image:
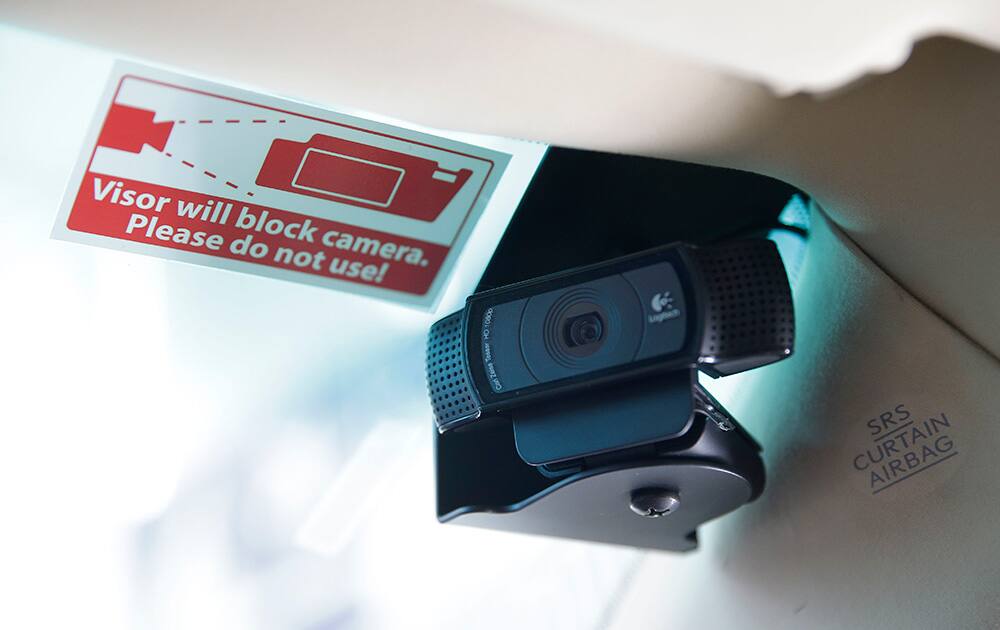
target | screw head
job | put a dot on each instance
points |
(654, 502)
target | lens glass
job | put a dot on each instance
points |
(583, 330)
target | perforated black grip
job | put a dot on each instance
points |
(749, 320)
(452, 394)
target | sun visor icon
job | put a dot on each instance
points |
(361, 175)
(129, 128)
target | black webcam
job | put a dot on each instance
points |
(722, 309)
(569, 405)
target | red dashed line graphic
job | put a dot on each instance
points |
(209, 121)
(207, 173)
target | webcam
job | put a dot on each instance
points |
(722, 309)
(569, 405)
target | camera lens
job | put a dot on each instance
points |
(584, 330)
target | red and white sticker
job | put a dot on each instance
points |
(189, 170)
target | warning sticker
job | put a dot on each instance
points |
(189, 170)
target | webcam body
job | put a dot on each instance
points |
(569, 405)
(723, 308)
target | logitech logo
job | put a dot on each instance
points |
(663, 308)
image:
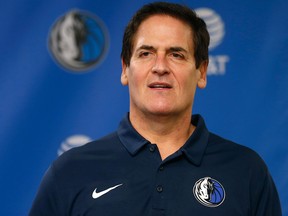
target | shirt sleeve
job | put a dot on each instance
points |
(47, 201)
(268, 202)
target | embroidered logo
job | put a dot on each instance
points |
(209, 192)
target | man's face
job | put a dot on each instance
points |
(162, 76)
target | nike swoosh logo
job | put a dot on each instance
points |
(96, 194)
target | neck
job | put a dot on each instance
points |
(169, 132)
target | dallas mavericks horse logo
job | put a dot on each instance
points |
(78, 40)
(209, 192)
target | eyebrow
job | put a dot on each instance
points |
(171, 49)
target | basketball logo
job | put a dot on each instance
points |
(209, 192)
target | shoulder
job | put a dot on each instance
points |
(92, 151)
(237, 154)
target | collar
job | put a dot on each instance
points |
(194, 148)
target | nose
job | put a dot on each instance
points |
(160, 65)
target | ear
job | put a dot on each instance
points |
(124, 78)
(202, 82)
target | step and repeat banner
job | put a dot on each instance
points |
(60, 83)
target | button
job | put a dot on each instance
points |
(152, 148)
(159, 188)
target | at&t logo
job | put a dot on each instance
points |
(216, 29)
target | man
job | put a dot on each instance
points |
(159, 161)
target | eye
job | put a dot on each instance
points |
(177, 55)
(144, 54)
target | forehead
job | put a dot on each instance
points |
(164, 29)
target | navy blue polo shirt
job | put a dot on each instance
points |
(123, 174)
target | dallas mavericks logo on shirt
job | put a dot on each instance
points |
(209, 192)
(78, 40)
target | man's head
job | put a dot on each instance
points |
(200, 34)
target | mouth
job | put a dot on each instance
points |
(160, 85)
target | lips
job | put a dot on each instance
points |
(160, 85)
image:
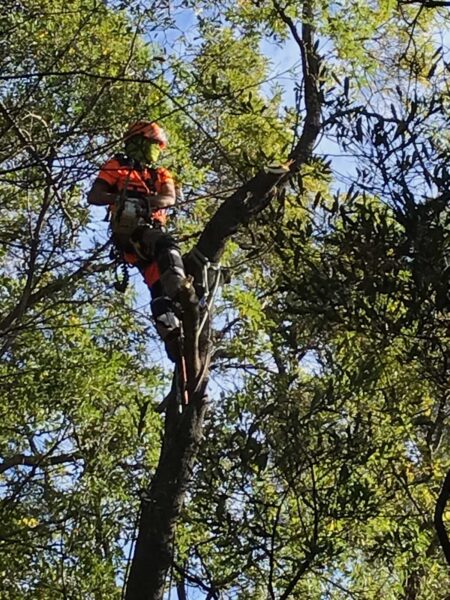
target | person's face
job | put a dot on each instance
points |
(143, 149)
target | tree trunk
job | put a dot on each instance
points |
(161, 506)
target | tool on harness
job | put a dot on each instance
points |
(128, 214)
(122, 276)
(209, 284)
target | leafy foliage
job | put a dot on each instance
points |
(327, 436)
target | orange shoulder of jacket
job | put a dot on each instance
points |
(109, 172)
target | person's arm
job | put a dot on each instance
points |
(166, 196)
(100, 193)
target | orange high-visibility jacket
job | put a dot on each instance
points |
(119, 172)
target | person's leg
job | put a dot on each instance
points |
(156, 245)
(167, 322)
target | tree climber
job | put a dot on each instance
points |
(138, 193)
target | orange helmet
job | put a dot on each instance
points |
(149, 130)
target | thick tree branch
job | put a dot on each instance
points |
(441, 503)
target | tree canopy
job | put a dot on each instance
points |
(311, 142)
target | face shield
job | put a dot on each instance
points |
(143, 150)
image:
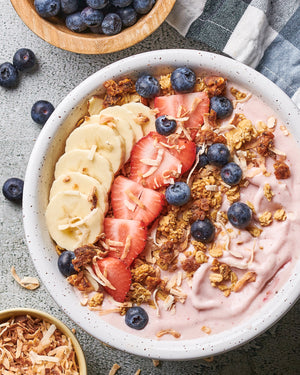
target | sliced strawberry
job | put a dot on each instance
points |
(192, 105)
(152, 165)
(130, 200)
(182, 149)
(131, 233)
(117, 273)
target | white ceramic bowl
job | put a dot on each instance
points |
(50, 146)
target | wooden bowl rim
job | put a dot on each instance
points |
(57, 34)
(7, 314)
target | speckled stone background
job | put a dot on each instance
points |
(276, 352)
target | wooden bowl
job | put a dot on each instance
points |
(7, 314)
(56, 33)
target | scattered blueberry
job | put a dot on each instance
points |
(121, 3)
(69, 6)
(97, 4)
(128, 16)
(41, 111)
(164, 125)
(47, 8)
(178, 194)
(24, 59)
(143, 6)
(92, 17)
(231, 174)
(203, 230)
(221, 105)
(136, 317)
(8, 75)
(239, 214)
(12, 189)
(203, 160)
(147, 86)
(65, 264)
(75, 22)
(183, 79)
(112, 24)
(218, 154)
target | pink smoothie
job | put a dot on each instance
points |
(271, 256)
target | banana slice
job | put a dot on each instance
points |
(75, 181)
(117, 117)
(82, 161)
(143, 116)
(71, 220)
(100, 138)
(95, 105)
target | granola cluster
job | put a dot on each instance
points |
(171, 255)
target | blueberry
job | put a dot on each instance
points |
(164, 125)
(147, 86)
(231, 174)
(203, 159)
(112, 24)
(97, 4)
(47, 8)
(12, 189)
(69, 6)
(41, 111)
(203, 230)
(239, 214)
(221, 105)
(136, 317)
(178, 194)
(96, 29)
(65, 264)
(75, 22)
(128, 16)
(121, 3)
(218, 154)
(92, 17)
(143, 6)
(8, 75)
(183, 79)
(24, 59)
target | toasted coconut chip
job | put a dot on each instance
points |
(168, 332)
(135, 199)
(114, 369)
(92, 152)
(27, 282)
(155, 302)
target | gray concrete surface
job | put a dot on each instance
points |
(275, 352)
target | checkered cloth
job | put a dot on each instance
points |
(264, 34)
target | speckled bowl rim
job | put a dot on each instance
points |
(6, 314)
(42, 249)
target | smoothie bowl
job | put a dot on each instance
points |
(165, 186)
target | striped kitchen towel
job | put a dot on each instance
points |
(264, 34)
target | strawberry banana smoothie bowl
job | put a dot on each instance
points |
(173, 205)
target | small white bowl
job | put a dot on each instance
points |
(39, 175)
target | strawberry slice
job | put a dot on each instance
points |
(182, 149)
(131, 233)
(130, 200)
(152, 165)
(117, 273)
(192, 105)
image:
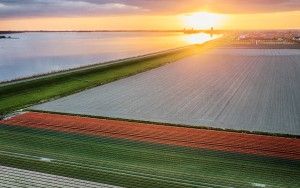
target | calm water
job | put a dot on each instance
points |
(38, 53)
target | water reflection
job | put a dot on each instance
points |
(39, 53)
(199, 38)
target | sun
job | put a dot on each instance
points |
(202, 20)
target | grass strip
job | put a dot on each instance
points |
(20, 94)
(137, 164)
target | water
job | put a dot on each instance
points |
(38, 53)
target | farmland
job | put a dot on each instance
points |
(245, 89)
(23, 93)
(131, 163)
(13, 177)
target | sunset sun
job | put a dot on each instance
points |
(202, 20)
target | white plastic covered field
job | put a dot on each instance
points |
(241, 89)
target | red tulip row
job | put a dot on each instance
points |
(180, 136)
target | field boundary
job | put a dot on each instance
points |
(203, 127)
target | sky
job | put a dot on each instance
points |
(148, 14)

****************************************

* _Work item_:
Work out how many lines in the data include "shoulder". Answer with the number only.

* _Response to the exercise_:
2